Offenheit unerwünscht?

Es machte auf mich immer den Eindruck, dass er gerade mit seiner offenen Art prima durchs Leben gekommen ist. Aber er sagt im Interview am 10. Januar: Sportler würden sich heutzutage bestimmte Dinge gar nicht mehr zu sagen trauen. Warum sagte er es trotzdem? Weil er kein Sportler mehr ist?! Wahrscheinlich – hoffe ich – auch nicht, um das penetrante Gerede von Rechts von der angeblich unterdrückten Meinungsfreiheit zu unterstützen. Außerdem arbeitet er doch fürs Fernsehen. Hat Kretzschmar keine Angst, seine „Offenheit“ könnte ihm die Jobs oder seine Werbeverträge kosten? Schließlich hat er doch genau das als Grund dafür genannt, dass sich keiner mehr was zu sagen traut, was vom Mainstream abweicht. Warum gilt das nicht für ihn?

Zum Thema Meinungsfreiheit fällt mir übrigens gleich Özils Fototermin mit Erdogan ein. Klar! Da war die Meinungsfreiheit nur mal kurz außer Kraft gesetzt. Für Özil jedenfalls.

Es ist nicht überraschend, dass die Medien – wie immer – nur die Passagen herausgepickt haben, die ein Empörungspotenzial mit allem der Beachtung und den erhofften Klicks verhießen.

_ _ _ _ _ _ _

### [ERKLÄRTES ZIEL]
Schreiben Sie aus dem Auszug zur Meinungsfreiheit wortgetreu alles von „Zum Thema Meinungsfreiheit“ bis hinunter zu „erhofften Klicks verhießen.“ nieder.

### [INHALT DES DATENSATZES]
_ _ _ _ _ _ _

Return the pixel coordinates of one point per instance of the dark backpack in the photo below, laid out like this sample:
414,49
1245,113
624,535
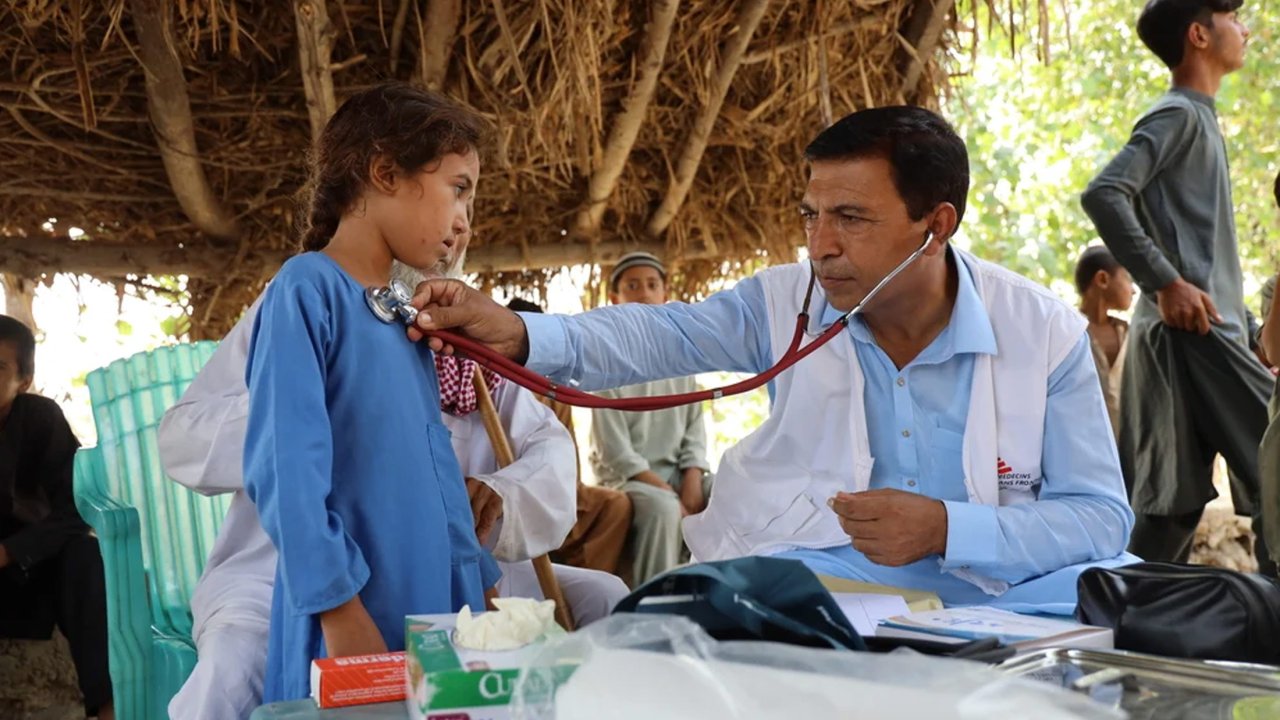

_ _ _ _ _ _ _

### [AUSGABE]
Zum Thema Meinungsfreiheit fällt mir übrigens gleich Özils Fototermin mit Erdogan ein. Klar! Da war die Meinungsfreiheit nur mal kurz außer Kraft gesetzt. Für Özil jedenfalls.

Es ist nicht überraschend, dass die Medien – wie immer – nur die Passagen herausgepickt haben, die ein Empörungspotenzial mit allem der Beachtung und den erhofften Klicks verhießen.